> [Exercise]
Pictures stay out; everything else in the records below gets copied exactly.

> [Dataset extract]
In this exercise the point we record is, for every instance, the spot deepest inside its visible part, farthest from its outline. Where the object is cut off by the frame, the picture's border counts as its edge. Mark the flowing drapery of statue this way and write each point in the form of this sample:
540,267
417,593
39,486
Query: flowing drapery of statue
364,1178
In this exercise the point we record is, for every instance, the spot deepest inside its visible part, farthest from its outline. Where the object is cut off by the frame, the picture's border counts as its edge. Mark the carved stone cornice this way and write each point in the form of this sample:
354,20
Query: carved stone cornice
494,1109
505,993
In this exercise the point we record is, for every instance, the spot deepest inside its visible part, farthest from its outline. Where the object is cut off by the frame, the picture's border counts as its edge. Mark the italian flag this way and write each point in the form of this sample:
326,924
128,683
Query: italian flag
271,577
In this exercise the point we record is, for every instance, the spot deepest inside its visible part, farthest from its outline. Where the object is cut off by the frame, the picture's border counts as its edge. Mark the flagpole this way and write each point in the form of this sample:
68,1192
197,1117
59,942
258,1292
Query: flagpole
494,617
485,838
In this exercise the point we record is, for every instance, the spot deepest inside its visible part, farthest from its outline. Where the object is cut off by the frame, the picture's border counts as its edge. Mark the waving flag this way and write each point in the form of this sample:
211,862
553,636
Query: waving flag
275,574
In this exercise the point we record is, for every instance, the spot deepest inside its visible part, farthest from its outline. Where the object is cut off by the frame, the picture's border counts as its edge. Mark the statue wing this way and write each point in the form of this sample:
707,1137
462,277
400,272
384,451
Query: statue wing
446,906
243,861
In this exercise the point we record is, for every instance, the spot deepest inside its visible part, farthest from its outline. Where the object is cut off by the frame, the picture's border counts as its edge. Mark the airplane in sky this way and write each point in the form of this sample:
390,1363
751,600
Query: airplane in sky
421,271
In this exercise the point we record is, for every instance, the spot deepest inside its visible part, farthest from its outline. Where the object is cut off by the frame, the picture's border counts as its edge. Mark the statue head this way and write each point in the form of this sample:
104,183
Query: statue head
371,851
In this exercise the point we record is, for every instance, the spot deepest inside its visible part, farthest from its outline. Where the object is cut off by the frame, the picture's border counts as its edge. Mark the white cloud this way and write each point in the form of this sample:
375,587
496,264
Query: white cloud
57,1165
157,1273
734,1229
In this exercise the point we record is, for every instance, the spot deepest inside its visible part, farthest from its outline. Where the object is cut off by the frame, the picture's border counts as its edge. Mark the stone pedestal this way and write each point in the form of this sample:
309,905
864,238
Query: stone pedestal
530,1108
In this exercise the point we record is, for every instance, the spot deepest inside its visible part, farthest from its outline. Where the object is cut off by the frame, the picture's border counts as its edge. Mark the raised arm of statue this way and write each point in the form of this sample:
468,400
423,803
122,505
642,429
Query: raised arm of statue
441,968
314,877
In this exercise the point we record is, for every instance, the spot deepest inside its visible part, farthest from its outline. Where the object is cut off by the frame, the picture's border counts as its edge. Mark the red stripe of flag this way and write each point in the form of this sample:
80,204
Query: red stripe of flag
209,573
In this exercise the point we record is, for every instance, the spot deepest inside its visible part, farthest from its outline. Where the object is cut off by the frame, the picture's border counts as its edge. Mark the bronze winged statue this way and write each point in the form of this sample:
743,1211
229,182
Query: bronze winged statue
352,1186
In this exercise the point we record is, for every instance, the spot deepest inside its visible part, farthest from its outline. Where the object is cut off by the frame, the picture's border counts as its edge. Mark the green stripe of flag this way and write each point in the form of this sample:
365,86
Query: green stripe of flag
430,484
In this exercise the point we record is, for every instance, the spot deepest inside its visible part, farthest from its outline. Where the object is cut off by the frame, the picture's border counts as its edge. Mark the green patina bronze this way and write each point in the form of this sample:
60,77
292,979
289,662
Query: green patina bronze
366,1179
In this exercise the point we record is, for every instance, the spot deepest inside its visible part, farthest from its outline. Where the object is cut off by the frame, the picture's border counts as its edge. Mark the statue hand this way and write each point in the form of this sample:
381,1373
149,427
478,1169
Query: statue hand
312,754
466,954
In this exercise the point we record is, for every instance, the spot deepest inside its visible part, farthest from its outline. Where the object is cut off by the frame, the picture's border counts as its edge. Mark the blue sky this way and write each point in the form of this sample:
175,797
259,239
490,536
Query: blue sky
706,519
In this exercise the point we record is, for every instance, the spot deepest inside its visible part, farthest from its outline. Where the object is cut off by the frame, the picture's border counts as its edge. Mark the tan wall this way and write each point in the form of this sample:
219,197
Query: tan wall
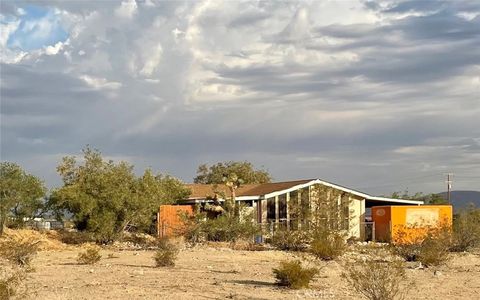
357,217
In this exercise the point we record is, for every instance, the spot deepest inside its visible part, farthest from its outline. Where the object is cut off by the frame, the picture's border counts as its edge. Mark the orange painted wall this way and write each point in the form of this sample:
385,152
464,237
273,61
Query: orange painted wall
409,224
169,219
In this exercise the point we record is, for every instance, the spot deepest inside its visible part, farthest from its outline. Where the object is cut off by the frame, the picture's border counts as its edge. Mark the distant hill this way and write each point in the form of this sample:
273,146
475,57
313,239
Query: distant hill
461,199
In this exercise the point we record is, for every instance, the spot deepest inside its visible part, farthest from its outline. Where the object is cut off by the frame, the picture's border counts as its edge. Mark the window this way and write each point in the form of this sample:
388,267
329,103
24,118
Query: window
282,207
270,209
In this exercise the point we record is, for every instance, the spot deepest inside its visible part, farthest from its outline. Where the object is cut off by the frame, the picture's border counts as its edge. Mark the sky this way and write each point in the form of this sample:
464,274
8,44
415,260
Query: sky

> [Response to this task]
In this exercise the point we record is, for every instance, the spot deepest inside its visible part, farthest from its outline. Where the object is cut off by the frame, the picture's border counts as its edge. Mark the flowing drapery of statue this way and write each point in the form of this sample:
540,267
417,593
39,486
Query: flowing drapery of statue
364,1178
In this exercise the point we record is, for every instance, the spot deepest inside its visible part, farthest from its outline. Where the object is cut off by the frame, the picture's border counts as its edge. Mark the carved stone cornice this way and write each point in the form of this sample:
354,20
Query: carved stone cornice
494,1109
505,993
In this exercise the point we record is, for every instance, the spot deepest inside its visible part, farthest from its outline. Where the object is cut off by the frame, the picture's border counts as its edge. Mark the italian flag this way and write each point in the form of this sample:
326,924
128,683
Query: italian flag
271,577
In this exercise the point we record is, for every instance, the spot deepest inside its visible part, farthest from its outline. Where the object is cut off by the frame, the picture's border counts as its edge. Mark the flagpole this way and write each point in the form of this sample:
68,1192
197,1117
59,942
258,1292
Query: flagpole
494,617
485,838
In this exercise the point we record is, for every instance, the spot deepest inside its visible part, farthest from its outline. Where the object is cut off by the frame, the picture's border counts as its edge. Mark the waving flag this way and write each point in the form of this sample:
211,862
553,636
Query: waving flag
275,574
In this exercise the point we record is, for every instance, the spot deepest inside its visible part, farthest from its outline. Where the object is cut off by the frame, the picture's border counts as its edge. Mark the statue wing this way and write each point in the form of this sample:
707,1137
462,277
400,272
384,451
Query: statue wing
446,906
243,861
In this exercise the point we record is, for every instance, the spot deepest inside its visible part, farthest from its outline. Where the object is cut off by the frame, the picture's border counts as its edge. Mark the airplane in sky this way and write each point in the form of this sample:
390,1363
751,600
Query: airplane in sky
421,271
In this exercise the point we record is, for every instance, the spot deepest inside its visible part, farthest from its outline. Where the object is cut off by the frame, the picture's border counts as its edge. Mark the statue head this way and write each point in the form of this sample:
104,183
Query: statue head
371,851
In this exercise the point we record is, for every instance, the spot deepest inside its visible part, farthest from its outline. Where the object is cut off by the frame, the picture's border counts as its edge. Mark the white cloud this way and write each point in the form of this sample:
375,587
496,264
Query: white cloud
57,1165
157,1273
734,1229
In this exercise the point we record is, for every instance, the spot deepest inside its visible part, farthest from its outline. Where the object is cut off by the frame, the picture's border counts as its edge. Mark the stone pedestal this way and write each point in the form of this sample:
309,905
864,238
Query: stone pedestal
530,1108
In this exercise the point we record is, for every instance, the spot deepest inside its visible part, farthest from its outline. Where the object is cut off by the frame, the picture's border counts as its edge. Mark the raised arm of statue this way and write each point in the form of this sample:
468,400
423,803
122,505
642,429
Query: raised arm of statue
441,968
314,877
In this exercise the point we record is, for every instance, the spot deepest inside its visible part, farthest from its outline. Where the object is cut off by the frame, the picture's border counts as its edge. Mark the red stripe of flag this way and write each point in the form of this sample:
80,204
Query: red stripe of flag
209,573
In this exercise the point we record is, for every instance, the spot deepest inside its visible part, farthest from its outline. Where the object is cut off by the frame, the picture's border counts as its edge. Mark the bronze winged statue this way and write each point in the form of this sample:
743,1211
229,182
Query: bronze winged statue
352,1186
In this exercise the point we record is, for every instance, the spot deepest inside its visible part, farthest from its outline. Where the object is cut off by the frame, the picture's border counts as its edge. Mark the green stripe of flag this way and write each point in the form of this sample:
365,86
Query: green stripe of flag
430,484
In this exercise the point we record is, for every instance, the spot deepest inside its visible part, farthest from its outline. Where the object is cut off by the frame, the picture's border counts as its edge. Mark the green patina bronze this way and write each point in the form of this sample:
60,77
292,979
289,662
Query: green patina bronze
366,1179
In this exercise the point we record is, for every instance, the spot deepest inside its visible part, farthest from its outline. Where the object is cut off by the frame, the picture's border counts as its edge. Mark the statue hand this way and write each point in the form of this sample:
381,1373
149,427
478,1169
Query: statue hand
312,754
466,954
In this exercise the point we record is, for every instance, the spot deepest inside its visible part, farthest from its outline. Where the object is cut off by the frame, the picture's border counts as its edge. Mark the blue sky this way and write each point in the form of this sample:
175,797
259,239
490,536
Query: blue sky
706,519
In this exercise the point we record is, for every instance, the spot deepest inside its visible part, farthest from its outline. Where the object is cut off by the frame, the picture's border counts as its edge. Mark the tan wall this way and write each point in the form of this sample:
219,197
Query: tan wall
357,217
In this exercise the point we record is, for every instance, the spot deepest inside its visible part, farthest from its outline. Where the object is cut off by the frame, the picture's border counts as its edge. Mark the orange painted wall this way and write each point in the form of this sample:
385,152
464,237
273,61
Query: orange painted wall
409,224
169,219
In this exercise the point we record is, for every instance, the spot deepest inside its visible part, farthest from its outline. Where the object is cut off by the frame, the picture's border counts as its edge. Mark the distant hill this way and write each point in the form of this sample:
273,146
475,57
313,239
Query: distant hill
461,199
In this exercise the point we record is, for every instance, the spot deepest inside its visible part, farthest from its outline. Where the object is cut off by the frame, the picture's border counts as its edge. Mark the window this way and write each point in the form of this sample:
388,267
329,103
24,118
Query: window
282,207
270,209
In this exercise the point we record is, for every instance, the spot deepest inside its visible part, farthest from its outline. Where the object is cut off by the frame, the picture's border counts as its edge. Mark the sky this way and write each point in the form of this sample:
464,274
8,44
415,260
Query: sky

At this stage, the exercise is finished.